[Items listed in a dataset]
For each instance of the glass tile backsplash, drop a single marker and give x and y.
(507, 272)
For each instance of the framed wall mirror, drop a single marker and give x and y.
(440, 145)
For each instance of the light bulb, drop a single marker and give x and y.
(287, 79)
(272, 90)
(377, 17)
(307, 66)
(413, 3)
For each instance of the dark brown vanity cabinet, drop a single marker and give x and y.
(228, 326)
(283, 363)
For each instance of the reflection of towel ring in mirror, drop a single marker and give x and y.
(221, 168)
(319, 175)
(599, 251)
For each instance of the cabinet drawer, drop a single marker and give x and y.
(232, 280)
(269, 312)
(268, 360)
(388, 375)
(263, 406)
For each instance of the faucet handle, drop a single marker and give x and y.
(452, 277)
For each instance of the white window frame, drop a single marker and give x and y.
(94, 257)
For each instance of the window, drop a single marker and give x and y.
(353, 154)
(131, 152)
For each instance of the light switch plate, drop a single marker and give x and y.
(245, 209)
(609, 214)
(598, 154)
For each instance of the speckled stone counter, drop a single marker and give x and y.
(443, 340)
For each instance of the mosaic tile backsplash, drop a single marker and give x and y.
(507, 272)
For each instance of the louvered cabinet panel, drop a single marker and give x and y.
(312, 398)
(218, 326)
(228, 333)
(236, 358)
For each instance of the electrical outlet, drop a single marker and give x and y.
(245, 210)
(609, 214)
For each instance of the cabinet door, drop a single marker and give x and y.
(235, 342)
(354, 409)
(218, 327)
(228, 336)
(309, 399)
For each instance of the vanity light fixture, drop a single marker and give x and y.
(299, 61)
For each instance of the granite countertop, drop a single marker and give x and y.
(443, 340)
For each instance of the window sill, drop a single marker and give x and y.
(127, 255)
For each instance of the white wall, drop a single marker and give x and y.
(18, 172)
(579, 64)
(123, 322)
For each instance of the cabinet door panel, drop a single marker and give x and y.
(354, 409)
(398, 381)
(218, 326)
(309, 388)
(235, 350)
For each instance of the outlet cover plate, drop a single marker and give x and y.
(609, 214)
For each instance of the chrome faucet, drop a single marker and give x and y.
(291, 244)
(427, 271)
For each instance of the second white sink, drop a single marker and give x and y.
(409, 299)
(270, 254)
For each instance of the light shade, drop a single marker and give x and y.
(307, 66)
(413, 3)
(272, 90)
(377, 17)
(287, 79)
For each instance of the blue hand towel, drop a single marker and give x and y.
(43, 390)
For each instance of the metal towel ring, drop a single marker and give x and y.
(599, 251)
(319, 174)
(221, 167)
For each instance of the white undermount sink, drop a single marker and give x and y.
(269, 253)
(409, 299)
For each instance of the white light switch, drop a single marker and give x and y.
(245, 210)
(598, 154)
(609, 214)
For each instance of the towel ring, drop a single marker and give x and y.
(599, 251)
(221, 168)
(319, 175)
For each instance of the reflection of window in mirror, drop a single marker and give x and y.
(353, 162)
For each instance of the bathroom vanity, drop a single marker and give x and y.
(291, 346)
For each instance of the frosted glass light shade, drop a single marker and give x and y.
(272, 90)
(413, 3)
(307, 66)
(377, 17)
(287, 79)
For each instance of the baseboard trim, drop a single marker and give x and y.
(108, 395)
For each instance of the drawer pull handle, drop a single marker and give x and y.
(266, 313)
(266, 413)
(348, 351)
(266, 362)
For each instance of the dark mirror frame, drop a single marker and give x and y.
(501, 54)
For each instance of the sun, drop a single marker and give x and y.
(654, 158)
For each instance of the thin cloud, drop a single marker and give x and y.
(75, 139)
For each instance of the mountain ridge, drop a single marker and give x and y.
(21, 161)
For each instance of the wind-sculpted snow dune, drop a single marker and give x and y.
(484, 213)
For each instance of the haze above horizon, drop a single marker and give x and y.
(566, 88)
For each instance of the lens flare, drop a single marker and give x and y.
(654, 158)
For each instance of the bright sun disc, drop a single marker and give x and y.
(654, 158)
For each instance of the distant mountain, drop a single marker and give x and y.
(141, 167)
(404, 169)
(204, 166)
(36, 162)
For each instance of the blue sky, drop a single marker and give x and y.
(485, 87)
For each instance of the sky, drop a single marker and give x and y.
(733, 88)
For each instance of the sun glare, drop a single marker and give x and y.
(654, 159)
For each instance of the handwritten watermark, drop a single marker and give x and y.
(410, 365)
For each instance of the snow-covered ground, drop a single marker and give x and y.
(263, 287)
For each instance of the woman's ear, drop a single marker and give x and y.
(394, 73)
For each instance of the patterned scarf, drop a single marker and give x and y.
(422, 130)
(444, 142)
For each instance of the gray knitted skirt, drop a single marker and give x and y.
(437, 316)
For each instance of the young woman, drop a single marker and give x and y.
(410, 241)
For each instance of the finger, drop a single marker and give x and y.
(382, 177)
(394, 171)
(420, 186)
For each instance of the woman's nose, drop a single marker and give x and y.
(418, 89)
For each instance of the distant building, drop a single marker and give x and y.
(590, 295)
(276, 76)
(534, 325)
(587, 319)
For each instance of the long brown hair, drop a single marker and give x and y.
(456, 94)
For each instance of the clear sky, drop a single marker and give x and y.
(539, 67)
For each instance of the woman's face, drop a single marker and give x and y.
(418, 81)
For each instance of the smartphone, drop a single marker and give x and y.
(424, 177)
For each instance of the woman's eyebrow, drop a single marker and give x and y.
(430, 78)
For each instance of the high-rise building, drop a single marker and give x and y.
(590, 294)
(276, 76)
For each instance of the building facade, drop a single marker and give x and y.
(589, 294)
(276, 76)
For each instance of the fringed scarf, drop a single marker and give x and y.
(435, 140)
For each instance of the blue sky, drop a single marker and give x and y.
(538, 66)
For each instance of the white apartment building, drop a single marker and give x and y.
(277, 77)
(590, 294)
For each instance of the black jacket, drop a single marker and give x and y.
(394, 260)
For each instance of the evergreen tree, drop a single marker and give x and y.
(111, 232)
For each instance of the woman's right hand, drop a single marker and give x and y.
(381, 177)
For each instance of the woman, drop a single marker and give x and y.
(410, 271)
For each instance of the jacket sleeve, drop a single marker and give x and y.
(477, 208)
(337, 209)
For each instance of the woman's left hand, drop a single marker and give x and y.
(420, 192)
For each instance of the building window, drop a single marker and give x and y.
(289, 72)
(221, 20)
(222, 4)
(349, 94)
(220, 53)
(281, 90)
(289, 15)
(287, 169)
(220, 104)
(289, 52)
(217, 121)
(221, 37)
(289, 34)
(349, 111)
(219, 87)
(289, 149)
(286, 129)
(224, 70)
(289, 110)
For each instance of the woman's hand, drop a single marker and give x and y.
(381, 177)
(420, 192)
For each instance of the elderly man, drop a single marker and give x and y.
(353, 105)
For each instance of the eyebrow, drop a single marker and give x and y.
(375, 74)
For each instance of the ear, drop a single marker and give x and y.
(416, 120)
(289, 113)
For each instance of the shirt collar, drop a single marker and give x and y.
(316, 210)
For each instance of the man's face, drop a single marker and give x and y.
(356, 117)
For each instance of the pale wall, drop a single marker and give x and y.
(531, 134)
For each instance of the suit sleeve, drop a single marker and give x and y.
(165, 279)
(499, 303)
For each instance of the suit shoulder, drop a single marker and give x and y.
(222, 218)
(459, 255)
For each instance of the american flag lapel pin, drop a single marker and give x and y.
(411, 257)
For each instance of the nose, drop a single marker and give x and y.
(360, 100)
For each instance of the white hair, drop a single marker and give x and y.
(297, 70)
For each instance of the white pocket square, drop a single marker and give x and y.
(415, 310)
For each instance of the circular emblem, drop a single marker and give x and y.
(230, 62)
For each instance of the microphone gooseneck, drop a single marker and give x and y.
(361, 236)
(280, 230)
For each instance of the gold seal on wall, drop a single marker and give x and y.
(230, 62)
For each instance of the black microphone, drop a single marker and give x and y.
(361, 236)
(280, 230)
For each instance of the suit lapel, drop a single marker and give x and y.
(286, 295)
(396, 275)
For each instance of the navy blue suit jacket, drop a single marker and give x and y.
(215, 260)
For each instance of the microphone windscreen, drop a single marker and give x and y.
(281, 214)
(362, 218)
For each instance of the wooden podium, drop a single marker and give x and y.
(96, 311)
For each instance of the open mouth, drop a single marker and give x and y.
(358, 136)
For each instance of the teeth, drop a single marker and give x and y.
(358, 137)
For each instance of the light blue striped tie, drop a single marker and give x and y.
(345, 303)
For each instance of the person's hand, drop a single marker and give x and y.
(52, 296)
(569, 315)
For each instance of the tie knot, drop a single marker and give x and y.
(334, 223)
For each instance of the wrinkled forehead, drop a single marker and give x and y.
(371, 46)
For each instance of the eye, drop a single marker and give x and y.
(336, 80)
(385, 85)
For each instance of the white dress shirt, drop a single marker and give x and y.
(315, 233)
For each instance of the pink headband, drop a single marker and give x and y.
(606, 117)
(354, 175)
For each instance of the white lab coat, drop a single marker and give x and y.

● **WRITTEN INSTRUCTION**:
Copy out, word for word, the stretch of records from the line containing "For each instance of the teeth, drop" through the end of the records.

● **EXERCISE SOLUTION**:
For each instance of the teeth, drop a single marker and give x and y.
(358, 137)
For each instance of the light blue striped tie, drop a single marker and give x and y.
(345, 303)
For each instance of the person's hand, drop a single marker and give x and y.
(52, 296)
(569, 315)
For each instance of the tie knot, drop a single marker and give x and y.
(334, 223)
For each instance of the wrinkled forehead, drop a single marker and give x and y.
(371, 46)
For each instance of the eye, drop a single marker and give x and y.
(336, 80)
(385, 85)
For each instance of the white dress shirt, drop a single marker and give x and y.
(315, 233)
For each instance of the pink headband, drop a single marker and give x and y.
(606, 117)
(354, 175)
For each instance of the white lab coat, drop a single marker and give x and y.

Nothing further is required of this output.